- Documento fuente -
———

Casi todos se interesan vivamente en hallar una respuesta infalible para todos sus problemas. Cavilan conjeturando si existirá la solución que buscan y a veces casi se sienten tentados a creer que puede ser que no.

Es tendencia de la supuesta mente mortal hacer que lo sencillo parezca difícil. Esa mente crea dentro de sí misma una sensación hipnótica de las cosas, una existencia de mentirillas o fingida que obscurece, o parece obscurecer la verdad del ser, en la complejidad inexplicable de su propia creación. “Inexplicable,” podemos decir avisadamente puesto que no puede explicarse en realidad lo que no se funda en la Verdad. Sólo lo que se funda en el divino Principio o sea la realidad divina puede probarse o demostrarse. Todo lo verdadero es demostrable. La materialidad y todas sus implicaciones son creencias falsas. No se fundan en el Principio divino de cuanto existe o sea en Dios, que es Espíritu.

Tal vez algo semejante a esto pensaba Mary Baker Eddy cuando escribió en “Ciencia y Salud con Clave de las Escrituras” (pág. 82 a la 83): “En un mundo de pecado y sensualidad apresurándose a un desarrollo mayor de poder, es sabio considerar en serio si es la mente humana o la Mente divina la que está influyendo a uno.” Es obvio que Mrs. Eddy veía claramente que la hipotética mente humana nos ciega en cierto grado a la presencia de la Mente divina que es Dios. La realidad o la verdad de la existencia se ve sólo cuando la neblina de lo material empieza a desvanecerse. La cuestión es pues descartar por erróneo mucho de lo que la mente mortal supone que ha aprendido a fin de que la realidad comience a despuntar en nuestro estar consciente. Quien piense como niño tendrá menos que hacer a ese respecto.

Dijo Cristo Jesús (Mateo 18:3): “Si no os volviereis y fuereis como niños, no entraréis en el reino de los cielos.” Incuestionablemente que el Maestro veía en el pensamiento infantil algo que a los adultos parece hacerles falta por lo común. ¿No será la pureza de su modo de pensar, su inocencia, su candor, su manera honrada y directa de tomar las cosas? Mientras el pensamiento del adulto suele atiborrarse de impertinentes cosas en desorden, el niño se ocupa de la maravilla de las cosas sencillas que halla a la mano. El no se mesmeriza con la multiplicidad de las implicaciones. Muy bien puede ser que esta sea una de las lecciones que el gran Maestro quería enseñarnos al decir lo que aquí mencionamos.

———

- Datos de origen -
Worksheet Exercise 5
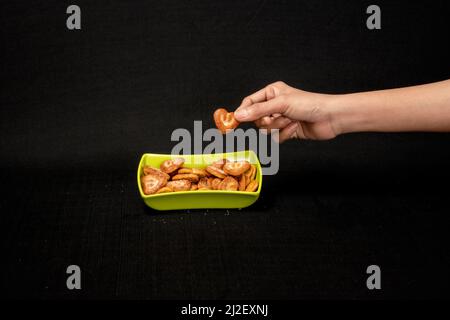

———

- Consigna -
Responde según el documento fuente:
(a) ¿Qué tendencia se le atribuye a la supuesta mente mortal?
(b) ¿Qué páginas de "Ciencia y Salud con Clave de las Escrituras" se indican para la cita?
(c) ¿Qué capítulo y versículo de Mateo se citan?
Responde basándote únicamente en el documento fuente.

- Resultado -
(a) Hacer que lo sencillo parezca difícil.
(b) De la 82 a la 83.
(c) Mateo 18:3.